→ Work to be completed
Of all the entries below, retype only the lines from the one with "the blue eyeglasses" through the one with "of the rhinestone", exactly as they appear.

→ Data section
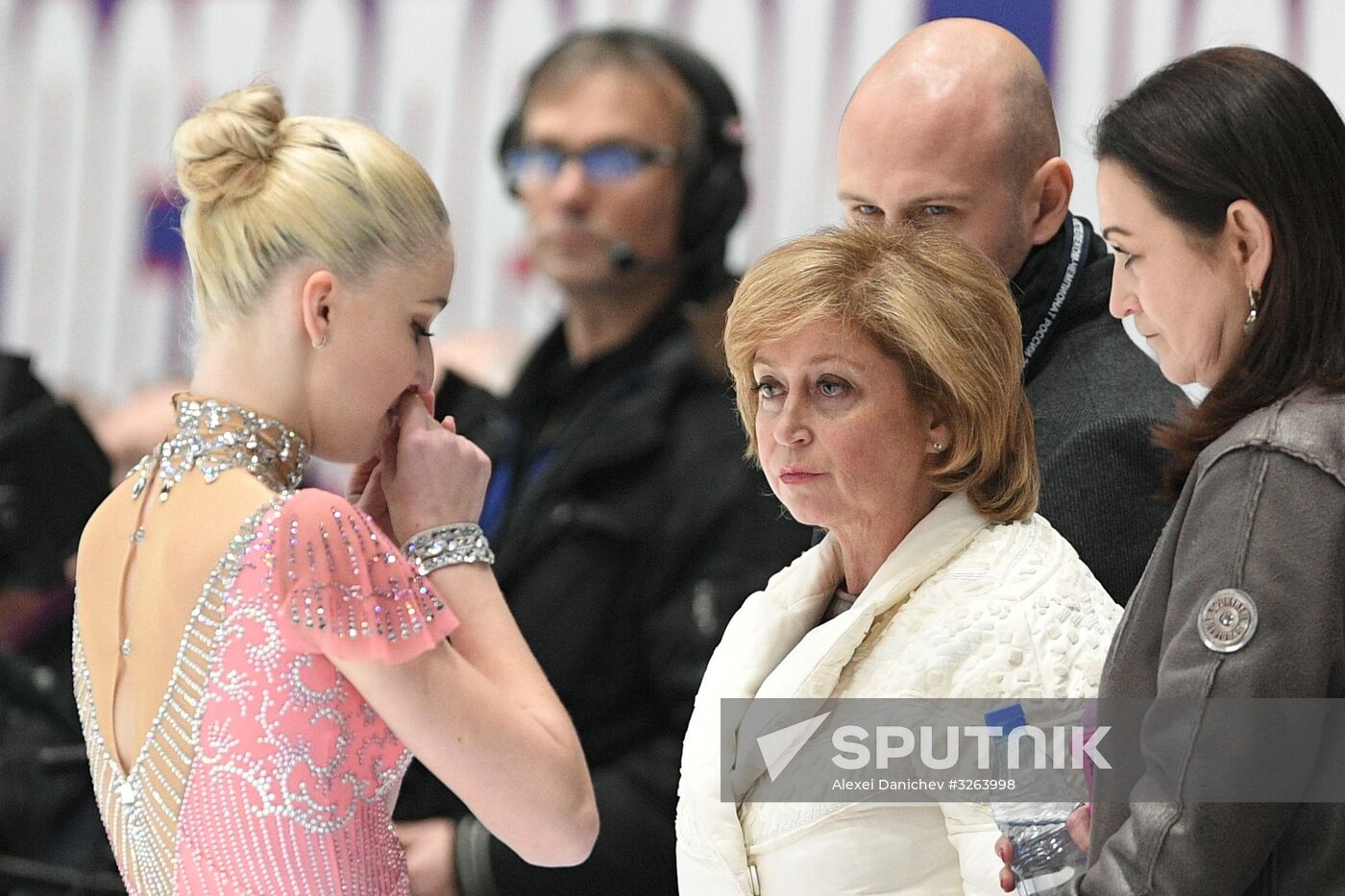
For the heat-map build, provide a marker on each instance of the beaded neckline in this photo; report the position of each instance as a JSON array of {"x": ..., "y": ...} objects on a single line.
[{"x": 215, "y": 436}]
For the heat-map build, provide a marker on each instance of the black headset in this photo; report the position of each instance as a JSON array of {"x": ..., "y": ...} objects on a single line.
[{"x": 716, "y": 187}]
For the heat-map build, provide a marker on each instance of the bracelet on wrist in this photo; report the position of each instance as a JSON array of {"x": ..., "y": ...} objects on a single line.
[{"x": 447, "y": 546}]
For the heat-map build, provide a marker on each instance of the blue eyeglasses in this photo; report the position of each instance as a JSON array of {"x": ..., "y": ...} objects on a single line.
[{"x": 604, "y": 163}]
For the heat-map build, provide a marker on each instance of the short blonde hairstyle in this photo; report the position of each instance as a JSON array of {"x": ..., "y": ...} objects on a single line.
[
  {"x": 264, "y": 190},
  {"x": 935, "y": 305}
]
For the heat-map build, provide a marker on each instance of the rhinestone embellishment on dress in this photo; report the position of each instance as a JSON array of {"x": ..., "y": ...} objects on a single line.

--

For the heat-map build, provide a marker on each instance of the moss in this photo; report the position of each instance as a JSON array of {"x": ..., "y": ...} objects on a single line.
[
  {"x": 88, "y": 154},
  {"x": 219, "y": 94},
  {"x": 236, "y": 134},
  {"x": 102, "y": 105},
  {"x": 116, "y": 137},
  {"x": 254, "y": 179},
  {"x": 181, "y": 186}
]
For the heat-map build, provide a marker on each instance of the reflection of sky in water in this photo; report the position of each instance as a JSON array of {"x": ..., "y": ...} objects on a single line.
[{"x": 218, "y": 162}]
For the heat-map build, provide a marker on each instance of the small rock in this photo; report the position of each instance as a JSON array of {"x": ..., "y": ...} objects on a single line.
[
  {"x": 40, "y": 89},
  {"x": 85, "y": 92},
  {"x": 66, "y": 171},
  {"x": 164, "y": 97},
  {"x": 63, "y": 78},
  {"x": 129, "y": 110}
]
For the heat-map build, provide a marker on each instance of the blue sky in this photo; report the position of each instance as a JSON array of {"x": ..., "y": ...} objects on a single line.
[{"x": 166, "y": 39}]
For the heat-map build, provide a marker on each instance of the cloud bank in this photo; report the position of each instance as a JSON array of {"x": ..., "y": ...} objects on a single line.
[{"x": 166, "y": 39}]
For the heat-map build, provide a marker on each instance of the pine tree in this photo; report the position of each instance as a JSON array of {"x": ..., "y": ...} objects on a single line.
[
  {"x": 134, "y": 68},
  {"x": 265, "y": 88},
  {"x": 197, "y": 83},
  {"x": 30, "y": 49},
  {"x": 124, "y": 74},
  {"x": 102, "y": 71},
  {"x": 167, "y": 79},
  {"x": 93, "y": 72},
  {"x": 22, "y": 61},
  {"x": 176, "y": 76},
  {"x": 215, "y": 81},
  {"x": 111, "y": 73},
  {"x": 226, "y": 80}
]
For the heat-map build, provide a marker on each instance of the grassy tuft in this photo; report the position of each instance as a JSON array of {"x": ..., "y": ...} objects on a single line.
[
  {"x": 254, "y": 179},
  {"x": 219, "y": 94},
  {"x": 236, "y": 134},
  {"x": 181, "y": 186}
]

→ Answer box
For the heat-map build, provide a marker on each instance of the blue eyeglasses in this photo; report the position of each instance as a JSON array of {"x": ..., "y": ...} objects on a single line.
[{"x": 604, "y": 163}]
For the heat-map build, provide a marker on each instance of the short blonde hairstyle in this photo; report the position of each instance as a JSON array of {"x": ..., "y": ...} objects on a single line.
[
  {"x": 264, "y": 190},
  {"x": 935, "y": 305}
]
For the heat-map build, provide a marker on each instance of the rhinestone embellishment on dress in this photo; report the position of each instance as a JSON array of {"x": ..., "y": ...} objects on a single line.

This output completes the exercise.